> **Exercise objective**: Return the records below unchanged, reproducing every line of each one in its original order.

— begin Data section —

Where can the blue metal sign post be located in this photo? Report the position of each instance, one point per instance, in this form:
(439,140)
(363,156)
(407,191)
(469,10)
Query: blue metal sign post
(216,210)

— end Data section —

> **Response**:
Where can the blue metal sign post be located in this photo? Report the position of each instance, one point per instance, in this form:
(439,140)
(363,156)
(407,191)
(469,10)
Query: blue metal sign post
(216,210)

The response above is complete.